■ Task ■
Turn every line of the records below into a Markdown table with two columns, Row for a running row number and Line for the line itself, and skip any blank lines.

•••••

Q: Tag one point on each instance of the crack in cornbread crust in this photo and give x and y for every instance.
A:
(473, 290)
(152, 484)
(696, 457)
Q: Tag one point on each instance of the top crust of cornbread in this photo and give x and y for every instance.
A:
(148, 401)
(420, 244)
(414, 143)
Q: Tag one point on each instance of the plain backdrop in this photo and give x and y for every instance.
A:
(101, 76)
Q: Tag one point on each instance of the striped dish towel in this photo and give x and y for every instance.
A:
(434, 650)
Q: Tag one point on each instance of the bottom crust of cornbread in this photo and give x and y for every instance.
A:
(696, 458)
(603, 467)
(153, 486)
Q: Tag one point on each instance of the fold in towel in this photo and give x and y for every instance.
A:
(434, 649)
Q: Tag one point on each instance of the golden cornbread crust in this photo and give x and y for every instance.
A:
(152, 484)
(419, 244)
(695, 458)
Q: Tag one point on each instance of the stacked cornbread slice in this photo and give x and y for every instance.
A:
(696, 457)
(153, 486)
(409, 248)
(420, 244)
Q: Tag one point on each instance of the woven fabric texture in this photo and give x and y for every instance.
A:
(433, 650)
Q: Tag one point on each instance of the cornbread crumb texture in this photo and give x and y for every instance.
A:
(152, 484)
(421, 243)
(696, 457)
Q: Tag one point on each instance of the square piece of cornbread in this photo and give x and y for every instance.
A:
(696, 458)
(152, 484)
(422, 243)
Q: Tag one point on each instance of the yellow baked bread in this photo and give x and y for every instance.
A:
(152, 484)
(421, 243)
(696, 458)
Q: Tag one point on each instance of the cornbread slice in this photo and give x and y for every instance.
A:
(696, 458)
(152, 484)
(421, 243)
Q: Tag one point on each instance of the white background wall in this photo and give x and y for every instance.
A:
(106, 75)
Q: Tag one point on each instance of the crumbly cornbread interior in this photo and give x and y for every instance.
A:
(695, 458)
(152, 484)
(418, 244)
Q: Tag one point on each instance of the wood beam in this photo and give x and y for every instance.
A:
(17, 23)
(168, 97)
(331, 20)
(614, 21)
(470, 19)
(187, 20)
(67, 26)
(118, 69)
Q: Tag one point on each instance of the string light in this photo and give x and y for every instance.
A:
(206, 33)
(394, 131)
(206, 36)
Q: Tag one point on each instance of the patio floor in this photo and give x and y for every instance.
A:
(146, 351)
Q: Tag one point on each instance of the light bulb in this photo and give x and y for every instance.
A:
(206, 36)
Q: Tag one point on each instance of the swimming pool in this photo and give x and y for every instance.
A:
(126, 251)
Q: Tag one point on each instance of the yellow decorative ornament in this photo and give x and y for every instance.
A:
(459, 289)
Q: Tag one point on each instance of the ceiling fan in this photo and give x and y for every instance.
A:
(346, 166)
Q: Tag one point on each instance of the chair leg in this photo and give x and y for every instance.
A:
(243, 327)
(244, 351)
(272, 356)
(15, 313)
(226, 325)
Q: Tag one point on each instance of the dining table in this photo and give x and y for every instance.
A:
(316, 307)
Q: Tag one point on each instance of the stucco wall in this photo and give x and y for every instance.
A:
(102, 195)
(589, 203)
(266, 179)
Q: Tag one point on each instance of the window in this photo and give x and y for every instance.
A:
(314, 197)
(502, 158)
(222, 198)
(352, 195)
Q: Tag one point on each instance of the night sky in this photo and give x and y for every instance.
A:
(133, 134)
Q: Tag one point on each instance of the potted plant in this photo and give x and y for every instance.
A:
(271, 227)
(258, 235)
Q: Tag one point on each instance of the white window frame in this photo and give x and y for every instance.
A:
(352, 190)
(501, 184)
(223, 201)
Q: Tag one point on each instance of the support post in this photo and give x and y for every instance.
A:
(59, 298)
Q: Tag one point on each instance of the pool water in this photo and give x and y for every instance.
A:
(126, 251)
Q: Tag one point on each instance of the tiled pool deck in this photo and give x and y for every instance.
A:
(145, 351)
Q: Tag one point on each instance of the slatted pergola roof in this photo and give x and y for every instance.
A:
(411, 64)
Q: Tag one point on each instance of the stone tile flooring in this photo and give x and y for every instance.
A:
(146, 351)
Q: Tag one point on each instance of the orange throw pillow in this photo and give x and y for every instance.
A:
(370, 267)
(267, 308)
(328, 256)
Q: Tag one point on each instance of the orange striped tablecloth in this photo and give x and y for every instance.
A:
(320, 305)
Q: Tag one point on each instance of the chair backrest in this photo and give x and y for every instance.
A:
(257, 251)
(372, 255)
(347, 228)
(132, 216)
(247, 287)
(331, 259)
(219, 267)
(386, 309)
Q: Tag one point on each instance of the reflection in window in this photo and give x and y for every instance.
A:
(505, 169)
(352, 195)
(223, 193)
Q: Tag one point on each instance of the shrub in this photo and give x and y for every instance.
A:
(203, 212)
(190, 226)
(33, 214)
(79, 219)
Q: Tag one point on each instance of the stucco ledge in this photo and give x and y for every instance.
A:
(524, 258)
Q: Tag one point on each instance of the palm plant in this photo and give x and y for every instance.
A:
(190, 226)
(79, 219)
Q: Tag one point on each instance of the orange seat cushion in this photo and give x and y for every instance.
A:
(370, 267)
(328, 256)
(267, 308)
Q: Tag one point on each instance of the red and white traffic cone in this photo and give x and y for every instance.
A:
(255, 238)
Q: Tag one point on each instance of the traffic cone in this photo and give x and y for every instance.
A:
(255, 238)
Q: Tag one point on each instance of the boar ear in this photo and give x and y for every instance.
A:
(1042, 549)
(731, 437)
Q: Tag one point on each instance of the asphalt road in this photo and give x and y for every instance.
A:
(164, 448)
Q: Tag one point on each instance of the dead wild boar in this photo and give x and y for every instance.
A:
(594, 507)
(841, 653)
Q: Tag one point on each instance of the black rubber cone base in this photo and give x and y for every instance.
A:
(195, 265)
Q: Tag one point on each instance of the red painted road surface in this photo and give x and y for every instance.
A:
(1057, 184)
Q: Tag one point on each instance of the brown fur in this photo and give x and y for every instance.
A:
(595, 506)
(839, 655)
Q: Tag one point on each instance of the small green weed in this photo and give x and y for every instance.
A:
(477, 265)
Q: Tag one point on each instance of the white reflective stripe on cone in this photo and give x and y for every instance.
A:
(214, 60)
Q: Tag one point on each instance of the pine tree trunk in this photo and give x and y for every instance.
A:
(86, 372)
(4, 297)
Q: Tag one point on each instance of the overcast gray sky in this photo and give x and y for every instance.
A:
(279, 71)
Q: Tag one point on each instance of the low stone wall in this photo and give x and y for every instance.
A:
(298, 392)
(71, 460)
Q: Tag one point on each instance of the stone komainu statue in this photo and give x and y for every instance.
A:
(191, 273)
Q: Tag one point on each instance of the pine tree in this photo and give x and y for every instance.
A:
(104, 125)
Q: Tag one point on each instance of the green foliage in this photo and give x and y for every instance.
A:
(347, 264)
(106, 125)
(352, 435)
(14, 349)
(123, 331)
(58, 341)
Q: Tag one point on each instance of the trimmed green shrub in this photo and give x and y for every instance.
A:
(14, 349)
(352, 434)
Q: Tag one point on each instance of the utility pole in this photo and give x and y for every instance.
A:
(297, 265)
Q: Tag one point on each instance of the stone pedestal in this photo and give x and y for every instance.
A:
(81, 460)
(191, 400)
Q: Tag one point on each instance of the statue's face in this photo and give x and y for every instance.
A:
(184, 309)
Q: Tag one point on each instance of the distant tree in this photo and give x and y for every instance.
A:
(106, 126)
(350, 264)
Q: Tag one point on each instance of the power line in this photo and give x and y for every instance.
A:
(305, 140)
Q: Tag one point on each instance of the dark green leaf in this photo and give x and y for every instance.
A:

•••••

■ Answer in full ■
| Row | Line |
|---|---|
| 1 | Q: Tag one point on each instance of the crack in cornbread crust in this photo and give x and y for every instance. |
| 2 | A: |
| 3 | (473, 290) |
| 4 | (152, 484) |
| 5 | (696, 457) |
| 6 | Q: Tag one point on each instance of the top crust of cornbread in this photo and give x and y for every instance. |
| 7 | A: |
| 8 | (148, 401) |
| 9 | (420, 244) |
| 10 | (414, 143) |
| 11 | Q: Tag one point on each instance of the plain backdrop in this photo and give x and y for every instance. |
| 12 | A: |
| 13 | (101, 76) |
| 14 | Q: Tag one point on each instance of the striped dish towel in this photo and give x and y for every instance. |
| 15 | A: |
| 16 | (434, 650) |
| 17 | Q: Tag one point on each instance of the bottom crust of cornbread in this photo and give x and y for every instance. |
| 18 | A: |
| 19 | (696, 458) |
| 20 | (603, 467) |
| 21 | (153, 486) |
| 22 | Q: Tag one point on each instance of the fold in towel in this photo and give x and y for every instance. |
| 23 | A: |
| 24 | (434, 649) |
| 25 | Q: Tag one point on each instance of the golden cornbread crust in this photo and give x and y for every instance. |
| 26 | A: |
| 27 | (152, 484) |
| 28 | (419, 244) |
| 29 | (695, 458) |
| 30 | Q: Tag one point on each instance of the stacked cornbread slice in this photo and give x and y for every instance. |
| 31 | A: |
| 32 | (696, 457) |
| 33 | (153, 486) |
| 34 | (409, 248) |
| 35 | (420, 244) |
| 36 | Q: Tag one point on each instance of the woven fabric texture in this photo and give x and y for every instance. |
| 37 | A: |
| 38 | (433, 650) |
| 39 | Q: Tag one point on each instance of the cornbread crumb texture in this photo and give x and y for every instance. |
| 40 | A: |
| 41 | (152, 484) |
| 42 | (421, 243) |
| 43 | (696, 457) |
| 44 | Q: Tag one point on each instance of the square piece of cornbread in this photo and give x and y for every instance. |
| 45 | A: |
| 46 | (696, 458) |
| 47 | (152, 484) |
| 48 | (422, 243) |
| 49 | Q: Tag one point on each instance of the yellow baked bread in this photo and give x and y for every instance. |
| 50 | A: |
| 51 | (152, 484) |
| 52 | (421, 243) |
| 53 | (696, 458) |
| 54 | Q: Tag one point on each instance of the cornbread slice in this photo and give x and y for every instance. |
| 55 | A: |
| 56 | (696, 458) |
| 57 | (152, 484) |
| 58 | (421, 243) |
| 59 | Q: Tag one point on each instance of the white background wall in this photo and give x and y for every instance. |
| 60 | A: |
| 61 | (106, 75) |
| 62 | Q: Tag one point on each instance of the crumbly cornbread interior in this photo and give x and y for every instance. |
| 63 | A: |
| 64 | (695, 458) |
| 65 | (152, 484) |
| 66 | (418, 244) |
| 67 | Q: Tag one point on each instance of the wood beam in this photo and give x and y for every instance. |
| 68 | A: |
| 69 | (17, 23) |
| 70 | (168, 97) |
| 71 | (331, 20) |
| 72 | (614, 21) |
| 73 | (470, 19) |
| 74 | (187, 20) |
| 75 | (67, 26) |
| 76 | (118, 69) |
| 77 | Q: Tag one point on each instance of the string light in this photo and give x and y for every instance. |
| 78 | A: |
| 79 | (206, 33) |
| 80 | (394, 131) |
| 81 | (206, 36) |
| 82 | Q: Tag one point on each instance of the patio floor in this photo and give x and y for every instance. |
| 83 | A: |
| 84 | (146, 351) |
| 85 | Q: Tag one point on each instance of the light bulb in this photo and give x and y for every instance. |
| 86 | A: |
| 87 | (206, 36) |
| 88 | Q: Tag one point on each instance of the swimming pool in this photo and give x and y for every instance. |
| 89 | A: |
| 90 | (126, 251) |
| 91 | Q: Tag one point on each instance of the yellow decorative ornament in this photo and give x and y for every instance. |
| 92 | A: |
| 93 | (459, 289) |
| 94 | Q: Tag one point on each instance of the ceiling fan in this photo and give x and y for every instance. |
| 95 | A: |
| 96 | (346, 166) |
| 97 | Q: Tag one point on each instance of the chair leg in this photo and give x and y for every instance. |
| 98 | A: |
| 99 | (243, 327) |
| 100 | (244, 351) |
| 101 | (272, 356) |
| 102 | (15, 313) |
| 103 | (226, 325) |
| 104 | Q: Tag one point on each instance of the dining table in this photo and give x and y for every instance. |
| 105 | A: |
| 106 | (316, 307) |
| 107 | Q: Tag one point on each instance of the stucco wall in this photo and give x and y for every instance. |
| 108 | A: |
| 109 | (102, 195) |
| 110 | (589, 203) |
| 111 | (266, 179) |
| 112 | Q: Tag one point on each instance of the window in this photo and give x and y for every instance. |
| 113 | A: |
| 114 | (314, 197) |
| 115 | (502, 158) |
| 116 | (222, 198) |
| 117 | (352, 195) |
| 118 | Q: Tag one point on each instance of the night sky in this photo and give x and y for every instance. |
| 119 | A: |
| 120 | (133, 134) |
| 121 | Q: Tag one point on each instance of the potted plant in this photo and give x and y for every instance. |
| 122 | A: |
| 123 | (271, 227) |
| 124 | (258, 235) |
| 125 | Q: Tag one point on each instance of the white window frame in this photo and give x and y for every instance. |
| 126 | A: |
| 127 | (352, 190) |
| 128 | (501, 184) |
| 129 | (223, 201) |
| 130 | Q: Tag one point on each instance of the support post in this photo and give x and y for every instance. |
| 131 | A: |
| 132 | (59, 298) |
| 133 | Q: Tag one point on each instance of the pool water in this photo and give x and y for every instance. |
| 134 | A: |
| 135 | (126, 251) |
| 136 | Q: Tag one point on each instance of the tiled pool deck in this photo and give x and y for every instance. |
| 137 | A: |
| 138 | (145, 351) |
| 139 | Q: Tag one point on each instance of the slatted pergola roof in this photo and give x and y for every instance. |
| 140 | A: |
| 141 | (411, 64) |
| 142 | Q: Tag one point on each instance of the stone tile flooring in this photo and give x and y for every instance. |
| 143 | A: |
| 144 | (146, 351) |
| 145 | Q: Tag one point on each instance of the orange throw pillow in this photo and give x and y for every instance. |
| 146 | A: |
| 147 | (370, 267) |
| 148 | (267, 308) |
| 149 | (328, 256) |
| 150 | Q: Tag one point on each instance of the orange striped tablecloth in this photo and give x and y for every instance. |
| 151 | A: |
| 152 | (320, 305) |
| 153 | Q: Tag one point on each instance of the chair backrest in this photo and give x and y for every instance. |
| 154 | A: |
| 155 | (257, 251) |
| 156 | (372, 255) |
| 157 | (347, 228) |
| 158 | (132, 216) |
| 159 | (247, 287) |
| 160 | (331, 259) |
| 161 | (219, 267) |
| 162 | (386, 309) |
| 163 | Q: Tag one point on each instance of the reflection in window in this photo and give x and y for every instance. |
| 164 | A: |
| 165 | (505, 169) |
| 166 | (352, 195) |
| 167 | (223, 193) |
| 168 | Q: Tag one point on each instance of the shrub in this photo and give x and y for every instance. |
| 169 | A: |
| 170 | (203, 212) |
| 171 | (190, 226) |
| 172 | (33, 214) |
| 173 | (79, 219) |
| 174 | Q: Tag one point on each instance of the stucco ledge in this photo and give x and y for every instance. |
| 175 | A: |
| 176 | (524, 258) |
| 177 | Q: Tag one point on each instance of the palm plant in this photo and give x and y for every instance. |
| 178 | A: |
| 179 | (190, 226) |
| 180 | (79, 219) |
| 181 | Q: Tag one point on each instance of the orange seat cushion in this photo and give x and y for every instance. |
| 182 | A: |
| 183 | (370, 267) |
| 184 | (328, 256) |
| 185 | (267, 308) |
| 186 | Q: Tag one point on each instance of the red and white traffic cone in this photo and give x and y for every instance. |
| 187 | A: |
| 188 | (255, 238) |
| 189 | Q: Tag one point on each instance of the traffic cone in this photo and give x and y for every instance. |
| 190 | A: |
| 191 | (255, 238) |
| 192 | Q: Tag one point on each instance of the boar ear in this photo and give x and y for every instance. |
| 193 | A: |
| 194 | (1042, 549) |
| 195 | (731, 437) |
| 196 | Q: Tag one point on each instance of the asphalt road in this photo and give x and y for every instance. |
| 197 | A: |
| 198 | (164, 448) |
| 199 | Q: Tag one point on each instance of the dead wild boar in this photo and give x and y for every instance. |
| 200 | A: |
| 201 | (594, 507) |
| 202 | (841, 653) |
| 203 | Q: Tag one point on each instance of the black rubber cone base in this photo and give x and y for every instance. |
| 204 | A: |
| 205 | (195, 265) |
| 206 | Q: Tag one point on each instance of the red painted road surface in this photo and give x and y for every instance. |
| 207 | A: |
| 208 | (1057, 184) |
| 209 | Q: Tag one point on each instance of the brown fur in this photo and give x and y for every instance. |
| 210 | A: |
| 211 | (595, 506) |
| 212 | (839, 655) |
| 213 | Q: Tag one point on each instance of the small green weed in this photo and give x and y for every instance. |
| 214 | A: |
| 215 | (477, 265) |
| 216 | Q: Tag one point on each instance of the white reflective stripe on cone in this photo and give x and y for every instance. |
| 217 | A: |
| 218 | (214, 60) |
| 219 | Q: Tag one point on each instance of the pine tree trunk in this photo and give x and y for every instance. |
| 220 | A: |
| 221 | (86, 372) |
| 222 | (4, 297) |
| 223 | Q: Tag one point on each instance of the overcast gray sky in this photo and give x and y for every instance. |
| 224 | A: |
| 225 | (279, 71) |
| 226 | Q: Tag one point on each instance of the low stone wall in this photo and give x and y for every instance. |
| 227 | A: |
| 228 | (298, 392) |
| 229 | (71, 460) |
| 230 | Q: Tag one point on each instance of the stone komainu statue in this photo and give x and y for every instance. |
| 231 | A: |
| 232 | (191, 273) |
| 233 | Q: Tag one point on each instance of the pine tree in this photo and give x and y for every instance. |
| 234 | A: |
| 235 | (104, 125) |
| 236 | Q: Tag one point on each instance of the green foliage in this photo and give x and y for every instance. |
| 237 | A: |
| 238 | (347, 264) |
| 239 | (106, 125) |
| 240 | (352, 435) |
| 241 | (14, 349) |
| 242 | (123, 331) |
| 243 | (58, 341) |
| 244 | Q: Tag one point on each instance of the trimmed green shrub in this photo and give x and y for every instance. |
| 245 | A: |
| 246 | (14, 349) |
| 247 | (352, 434) |
| 248 | Q: Tag one point on each instance of the utility pole in this photo and give x and y for every instance. |
| 249 | A: |
| 250 | (297, 265) |
| 251 | Q: Tag one point on each instance of the stone pedestal in this photo and give x and y for every instance. |
| 252 | A: |
| 253 | (81, 460) |
| 254 | (191, 400) |
| 255 | Q: Tag one point on each instance of the statue's face in this photo and give x and y for every instance. |
| 256 | A: |
| 257 | (184, 309) |
| 258 | Q: Tag one point on each instance of the distant tree in this photo and give x and y for every instance. |
| 259 | A: |
| 260 | (106, 126) |
| 261 | (350, 264) |
| 262 | Q: Tag one point on each instance of the power line in this photo and give x and y for every instance. |
| 263 | A: |
| 264 | (305, 140) |
| 265 | Q: Tag one point on each instance of the dark green leaf in this photo and give x and y for every instance. |
| 266 | A: |